- REQUIRED ACTION -
Return the devotional passage on God's sufficiency in suffering word for word, in full.

- READING PASSAGE -
────────────────

When I began to claim His gracious words were enough for me to be content, I stopped striving, stopped feeling sorry for myself, and began to rest. It was wonderful. Truly, as Amy Carmichael said, “In acceptance lieth peace.”
Last week the Lord said to my dear friend, “My words of kindness to you are enough; they are all you need to be satisfied and content. For My strength, my miraculous power is made complete and brought to perfection in your sickness, infirmity, disease, and even in your moral frailty.”
Today, no matter your physical condition or your thoughts on healing, the Lord loves you. He loves the one who longs to see multitudes healed. He loves the person in pain, confined to a wheelchair, and needing daily care. He even loves the one who in anger demands to be healed or demands those suffering be healed.
The Father’s love is gentle and tender; His promise is the same to each of us regardless of our performance. “My gracious, kind words are all you need to face each day.”

What does that mean? It means you are not a failure; you are not rejected. Nor do you need to earn God’s love! You are loved just as you are.
Whatever your suffering, Jesus is sufficient. He is sufficient when God answers your prayers with silence. He is sufficient in the midst of your pain, your limitation, your suffering. It can never be Jesus plus healing. Jesus is all you need to be content. Jesus is enough for life, especially when you don’t understand why you or one you love suffers.
Let us not forget, you and I are His workmanship. As the Holy Spirit recreates us into the image of Christ, He raises the fire so the dross will surface. As we struggle – either when we don’t see people healed, or because we are weak and even handicapped by life, we may joy and rejoice. In fact, we are commanded to rejoice in every situation.
Yes, you are right. It is painful and unfair, but even in your disabilities, you may take courage, for your disability is the very proof the Heavenly Father’s favor rests upon you.
As you rejoice, trusting He is good – even when you can’t see His goodness, He will draw you deeper into sweet intimacy with Himself as He showers you with His gracious love.

────────────────

- SUPPLIED INFORMATION -
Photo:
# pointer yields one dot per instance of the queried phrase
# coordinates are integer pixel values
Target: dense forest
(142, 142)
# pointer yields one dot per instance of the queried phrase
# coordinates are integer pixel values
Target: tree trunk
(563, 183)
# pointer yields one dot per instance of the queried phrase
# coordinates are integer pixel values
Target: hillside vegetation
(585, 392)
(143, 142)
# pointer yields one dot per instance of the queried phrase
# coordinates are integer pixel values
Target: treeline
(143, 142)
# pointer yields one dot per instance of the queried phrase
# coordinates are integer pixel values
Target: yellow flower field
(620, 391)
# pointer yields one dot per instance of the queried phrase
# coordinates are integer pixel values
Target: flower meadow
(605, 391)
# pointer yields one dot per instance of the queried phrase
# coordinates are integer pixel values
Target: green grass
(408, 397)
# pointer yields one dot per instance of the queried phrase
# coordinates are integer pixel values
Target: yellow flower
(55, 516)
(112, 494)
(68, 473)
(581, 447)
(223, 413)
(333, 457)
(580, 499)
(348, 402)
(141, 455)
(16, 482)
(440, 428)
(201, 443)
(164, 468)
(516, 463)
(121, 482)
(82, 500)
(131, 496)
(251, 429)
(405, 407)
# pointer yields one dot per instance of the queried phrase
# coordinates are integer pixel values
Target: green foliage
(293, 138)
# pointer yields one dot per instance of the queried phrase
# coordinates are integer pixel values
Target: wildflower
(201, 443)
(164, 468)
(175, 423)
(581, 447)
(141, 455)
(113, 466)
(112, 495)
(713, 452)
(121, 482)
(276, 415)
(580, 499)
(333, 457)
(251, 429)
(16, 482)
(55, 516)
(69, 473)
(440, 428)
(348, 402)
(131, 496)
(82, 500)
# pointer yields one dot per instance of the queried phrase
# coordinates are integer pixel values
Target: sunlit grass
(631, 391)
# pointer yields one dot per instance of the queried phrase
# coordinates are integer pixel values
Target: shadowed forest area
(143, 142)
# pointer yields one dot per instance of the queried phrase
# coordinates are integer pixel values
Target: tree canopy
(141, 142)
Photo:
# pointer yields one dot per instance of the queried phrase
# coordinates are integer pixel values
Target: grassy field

────────────────

- SOLUTION FOR THIS TASK -
When I began to claim His gracious words were enough for me to be content, I stopped striving, stopped feeling sorry for myself, and began to rest. It was wonderful. Truly, as Amy Carmichael said, “In acceptance lieth peace.”
Last week the Lord said to my dear friend, “My words of kindness to you are enough; they are all you need to be satisfied and content. For My strength, my miraculous power is made complete and brought to perfection in your sickness, infirmity, disease, and even in your moral frailty.”
Today, no matter your physical condition or your thoughts on healing, the Lord loves you. He loves the one who longs to see multitudes healed. He loves the person in pain, confined to a wheelchair, and needing daily care. He even loves the one who in anger demands to be healed or demands those suffering be healed.
The Father’s love is gentle and tender; His promise is the same to each of us regardless of our performance. “My gracious, kind words are all you need to face each day.”

What does that mean? It means you are not a failure; you are not rejected. Nor do you need to earn God’s love! You are loved just as you are.
Whatever your suffering, Jesus is sufficient. He is sufficient when God answers your prayers with silence. He is sufficient in the midst of your pain, your limitation, your suffering. It can never be Jesus plus healing. Jesus is all you need to be content. Jesus is enough for life, especially when you don’t understand why you or one you love suffers.
Let us not forget, you and I are His workmanship. As the Holy Spirit recreates us into the image of Christ, He raises the fire so the dross will surface. As we struggle – either when we don’t see people healed, or because we are weak and even handicapped by life, we may joy and rejoice. In fact, we are commanded to rejoice in every situation.
Yes, you are right. It is painful and unfair, but even in your disabilities, you may take courage, for your disability is the very proof the Heavenly Father’s favor rests upon you.
As you rejoice, trusting He is good – even when you can’t see His goodness, He will draw you deeper into sweet intimacy with Himself as He showers you with His gracious love.